**EXERCISE OBJECTIVE:**
Convert the material from the line containing "Every instance of the castle keep gets" through the line containing "121 73 L 121" into a JSON list of strings, one string per line, omitting blank lines.

========================

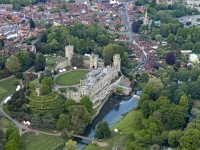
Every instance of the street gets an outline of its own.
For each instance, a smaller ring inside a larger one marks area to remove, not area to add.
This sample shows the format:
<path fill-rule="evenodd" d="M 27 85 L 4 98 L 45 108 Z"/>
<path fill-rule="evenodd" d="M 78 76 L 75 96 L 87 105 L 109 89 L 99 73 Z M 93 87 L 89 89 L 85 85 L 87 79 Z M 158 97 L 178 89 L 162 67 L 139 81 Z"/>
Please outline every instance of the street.
<path fill-rule="evenodd" d="M 135 41 L 134 41 L 134 32 L 132 31 L 132 28 L 131 28 L 131 23 L 129 21 L 129 17 L 128 17 L 128 4 L 129 2 L 126 2 L 124 3 L 124 20 L 126 22 L 126 28 L 128 30 L 128 32 L 130 33 L 130 36 L 129 36 L 129 41 L 130 42 L 133 42 L 134 44 L 136 44 L 141 52 L 142 52 L 142 62 L 140 63 L 140 66 L 138 67 L 138 69 L 136 70 L 135 73 L 138 73 L 138 74 L 142 74 L 144 72 L 144 66 L 146 65 L 146 60 L 147 60 L 147 54 L 146 52 L 142 49 L 142 47 L 140 47 Z"/>

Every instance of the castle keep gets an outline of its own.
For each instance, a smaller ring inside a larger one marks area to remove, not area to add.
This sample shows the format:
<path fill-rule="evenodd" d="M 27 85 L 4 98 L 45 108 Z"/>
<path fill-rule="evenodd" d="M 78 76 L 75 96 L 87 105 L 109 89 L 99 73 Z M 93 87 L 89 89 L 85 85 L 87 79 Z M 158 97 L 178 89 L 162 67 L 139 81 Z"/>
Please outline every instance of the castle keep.
<path fill-rule="evenodd" d="M 71 59 L 74 54 L 74 47 L 68 45 L 65 47 L 64 61 L 61 61 L 54 68 L 55 71 L 71 66 Z M 121 73 L 121 58 L 119 54 L 113 56 L 113 64 L 104 66 L 104 61 L 95 54 L 87 54 L 84 56 L 83 65 L 90 69 L 85 79 L 80 80 L 77 92 L 67 88 L 64 94 L 67 99 L 71 98 L 76 102 L 80 102 L 83 96 L 88 96 L 93 103 L 105 99 L 111 91 L 115 91 L 124 78 Z M 119 78 L 119 74 L 121 77 Z M 121 87 L 121 86 L 120 86 Z M 123 88 L 125 93 L 129 94 L 131 88 Z"/>
<path fill-rule="evenodd" d="M 67 98 L 71 98 L 76 102 L 80 102 L 83 96 L 88 96 L 93 103 L 97 100 L 97 95 L 99 93 L 104 93 L 106 87 L 111 85 L 111 82 L 118 77 L 118 74 L 121 72 L 121 59 L 119 54 L 113 56 L 113 66 L 106 66 L 101 69 L 97 68 L 97 63 L 94 64 L 94 69 L 90 71 L 86 78 L 80 80 L 80 88 L 77 92 L 67 90 Z M 110 89 L 114 90 L 113 88 Z M 99 97 L 100 98 L 100 97 Z"/>

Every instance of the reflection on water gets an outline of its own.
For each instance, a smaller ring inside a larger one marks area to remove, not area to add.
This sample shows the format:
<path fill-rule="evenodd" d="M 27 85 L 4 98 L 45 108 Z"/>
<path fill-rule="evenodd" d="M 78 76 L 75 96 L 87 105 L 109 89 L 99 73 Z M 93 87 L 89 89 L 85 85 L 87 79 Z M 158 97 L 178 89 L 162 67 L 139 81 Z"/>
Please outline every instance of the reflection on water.
<path fill-rule="evenodd" d="M 106 104 L 101 109 L 99 115 L 96 119 L 89 125 L 84 132 L 84 136 L 94 138 L 95 129 L 97 127 L 98 122 L 107 121 L 109 127 L 113 127 L 117 122 L 119 122 L 123 115 L 128 113 L 131 109 L 137 107 L 138 100 L 132 98 L 132 96 L 117 96 L 112 95 Z M 85 146 L 83 143 L 90 143 L 89 141 L 76 139 L 78 142 L 78 146 L 80 149 Z"/>

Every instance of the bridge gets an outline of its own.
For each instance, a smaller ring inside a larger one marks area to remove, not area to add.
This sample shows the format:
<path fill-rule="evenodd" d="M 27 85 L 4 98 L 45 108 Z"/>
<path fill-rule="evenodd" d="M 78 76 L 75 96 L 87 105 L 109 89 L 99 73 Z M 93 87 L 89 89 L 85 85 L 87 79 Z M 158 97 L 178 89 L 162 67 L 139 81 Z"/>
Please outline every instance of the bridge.
<path fill-rule="evenodd" d="M 108 143 L 106 142 L 98 142 L 92 138 L 89 138 L 89 137 L 85 137 L 85 136 L 82 136 L 82 135 L 77 135 L 77 134 L 72 134 L 72 133 L 69 133 L 67 130 L 65 130 L 65 132 L 70 135 L 70 136 L 73 136 L 73 137 L 76 137 L 76 138 L 80 138 L 80 139 L 84 139 L 84 140 L 87 140 L 87 141 L 91 141 L 92 143 L 97 143 L 98 146 L 100 147 L 105 147 L 108 145 Z"/>

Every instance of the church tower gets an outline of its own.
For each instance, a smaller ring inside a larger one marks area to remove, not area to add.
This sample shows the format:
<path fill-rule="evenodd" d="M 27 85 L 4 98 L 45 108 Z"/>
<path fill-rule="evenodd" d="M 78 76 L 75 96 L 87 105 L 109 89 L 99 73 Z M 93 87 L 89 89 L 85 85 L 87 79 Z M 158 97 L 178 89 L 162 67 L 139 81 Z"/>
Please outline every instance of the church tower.
<path fill-rule="evenodd" d="M 146 13 L 145 13 L 145 17 L 144 17 L 144 20 L 143 20 L 143 24 L 144 25 L 148 25 L 148 23 L 149 23 L 149 20 L 148 20 L 147 9 L 146 9 Z"/>
<path fill-rule="evenodd" d="M 113 56 L 113 67 L 117 69 L 117 72 L 121 72 L 121 58 L 120 54 L 115 54 Z"/>
<path fill-rule="evenodd" d="M 68 45 L 65 46 L 65 57 L 68 59 L 68 65 L 71 66 L 71 60 L 74 55 L 74 46 Z"/>

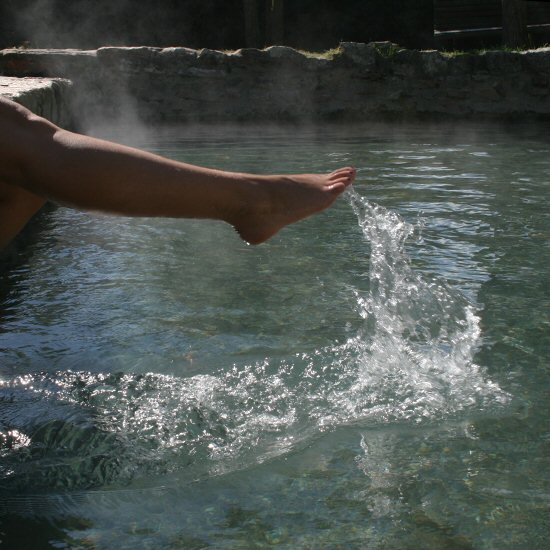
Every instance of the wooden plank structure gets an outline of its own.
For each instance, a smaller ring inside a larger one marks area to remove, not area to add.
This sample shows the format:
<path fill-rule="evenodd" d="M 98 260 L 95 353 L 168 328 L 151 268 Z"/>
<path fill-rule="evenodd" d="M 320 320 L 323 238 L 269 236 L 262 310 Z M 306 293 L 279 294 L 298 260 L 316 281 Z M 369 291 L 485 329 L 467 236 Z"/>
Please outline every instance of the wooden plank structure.
<path fill-rule="evenodd" d="M 550 1 L 524 1 L 530 43 L 549 43 Z M 501 45 L 502 0 L 434 0 L 434 41 L 439 49 Z"/>

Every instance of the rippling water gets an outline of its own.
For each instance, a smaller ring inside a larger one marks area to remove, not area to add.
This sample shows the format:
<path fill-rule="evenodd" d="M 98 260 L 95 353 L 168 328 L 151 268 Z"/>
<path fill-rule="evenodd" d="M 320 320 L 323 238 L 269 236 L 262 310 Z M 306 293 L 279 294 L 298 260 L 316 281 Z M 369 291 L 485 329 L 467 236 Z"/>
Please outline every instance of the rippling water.
<path fill-rule="evenodd" d="M 543 545 L 542 126 L 111 137 L 358 181 L 260 247 L 215 222 L 41 215 L 0 272 L 6 544 Z"/>

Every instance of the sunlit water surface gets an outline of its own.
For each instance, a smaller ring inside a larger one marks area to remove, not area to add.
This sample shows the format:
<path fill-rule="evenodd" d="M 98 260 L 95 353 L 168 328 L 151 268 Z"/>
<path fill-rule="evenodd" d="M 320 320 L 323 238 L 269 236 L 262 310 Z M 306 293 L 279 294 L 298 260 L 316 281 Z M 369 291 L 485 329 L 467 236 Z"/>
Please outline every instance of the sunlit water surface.
<path fill-rule="evenodd" d="M 0 540 L 544 546 L 546 128 L 109 137 L 358 179 L 260 247 L 210 221 L 40 216 L 0 272 Z"/>

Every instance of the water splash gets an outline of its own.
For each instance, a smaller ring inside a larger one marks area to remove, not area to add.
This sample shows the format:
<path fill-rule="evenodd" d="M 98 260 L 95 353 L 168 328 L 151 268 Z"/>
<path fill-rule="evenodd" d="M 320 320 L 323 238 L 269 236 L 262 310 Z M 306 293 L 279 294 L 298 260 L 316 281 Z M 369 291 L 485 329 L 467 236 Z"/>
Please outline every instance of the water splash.
<path fill-rule="evenodd" d="M 350 288 L 363 319 L 354 336 L 208 376 L 63 371 L 4 381 L 0 490 L 196 478 L 262 462 L 343 424 L 437 421 L 507 403 L 474 362 L 475 307 L 411 265 L 405 243 L 414 227 L 355 191 L 347 197 L 370 249 L 366 290 Z"/>

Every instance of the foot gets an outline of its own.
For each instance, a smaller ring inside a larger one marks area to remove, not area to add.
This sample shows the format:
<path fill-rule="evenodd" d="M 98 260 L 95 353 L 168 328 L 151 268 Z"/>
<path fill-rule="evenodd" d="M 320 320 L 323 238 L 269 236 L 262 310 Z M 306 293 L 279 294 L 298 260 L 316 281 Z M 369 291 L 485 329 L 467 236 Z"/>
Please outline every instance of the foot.
<path fill-rule="evenodd" d="M 291 223 L 328 208 L 355 179 L 355 169 L 330 174 L 255 177 L 259 198 L 230 220 L 243 240 L 259 244 Z"/>

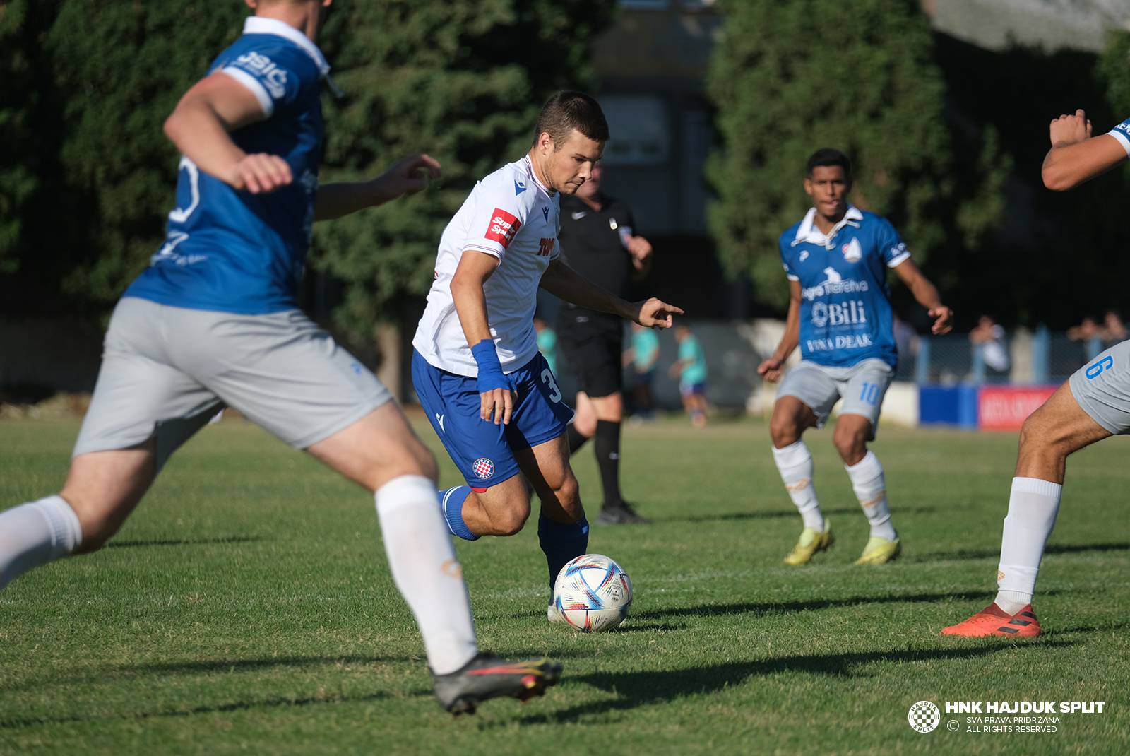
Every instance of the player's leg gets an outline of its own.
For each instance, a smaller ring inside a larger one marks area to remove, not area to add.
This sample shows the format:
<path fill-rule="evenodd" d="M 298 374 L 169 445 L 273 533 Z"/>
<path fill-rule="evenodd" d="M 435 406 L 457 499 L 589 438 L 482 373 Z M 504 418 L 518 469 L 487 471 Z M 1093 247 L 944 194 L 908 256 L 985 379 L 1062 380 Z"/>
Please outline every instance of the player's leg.
<path fill-rule="evenodd" d="M 773 403 L 770 419 L 773 462 L 803 521 L 803 530 L 785 556 L 785 564 L 806 564 L 833 542 L 832 528 L 820 511 L 812 485 L 812 453 L 802 435 L 810 427 L 823 427 L 838 398 L 832 379 L 819 367 L 801 363 L 785 374 Z"/>
<path fill-rule="evenodd" d="M 832 441 L 870 525 L 867 545 L 855 564 L 884 564 L 896 558 L 902 550 L 887 504 L 883 464 L 867 447 L 868 442 L 875 440 L 883 398 L 893 374 L 894 371 L 883 360 L 866 359 L 850 368 L 840 384 L 843 406 Z"/>
<path fill-rule="evenodd" d="M 942 635 L 1032 637 L 1044 546 L 1059 514 L 1067 458 L 1130 429 L 1130 341 L 1098 355 L 1024 422 L 1008 501 L 993 603 Z"/>
<path fill-rule="evenodd" d="M 159 318 L 160 306 L 141 299 L 115 309 L 62 490 L 0 512 L 0 588 L 33 567 L 104 546 L 160 464 L 221 407 L 158 362 Z"/>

========================

**RESPONSE TO THIS TASK:**
[
  "Every instance of the castle keep gets an outline of its own.",
  "For each instance, a smaller ring inside a larger one marks area to remove, not area to add.",
  "This sample shows the format:",
  "<path fill-rule=\"evenodd\" d=\"M 27 85 L 4 98 L 45 108 Z\"/>",
  "<path fill-rule=\"evenodd\" d=\"M 78 76 L 75 96 L 87 105 L 109 89 L 99 73 Z M 93 87 L 89 89 L 85 85 L 87 79 Z M 158 97 L 178 89 L 162 67 L 139 81 Z\"/>",
  "Please outline every instance of the castle keep.",
  "<path fill-rule=\"evenodd\" d=\"M 71 59 L 74 54 L 74 47 L 68 45 L 65 47 L 64 61 L 61 61 L 54 68 L 55 71 L 71 66 Z M 121 73 L 121 58 L 119 54 L 113 56 L 113 64 L 104 66 L 104 61 L 95 54 L 87 54 L 84 56 L 83 65 L 90 69 L 85 79 L 80 80 L 77 92 L 67 88 L 64 94 L 67 99 L 71 98 L 76 102 L 80 102 L 83 96 L 88 96 L 93 103 L 105 99 L 111 91 L 115 91 L 124 78 Z M 119 78 L 119 74 L 121 77 Z M 121 87 L 121 86 L 120 86 Z M 123 88 L 125 93 L 129 94 L 131 88 Z\"/>"
]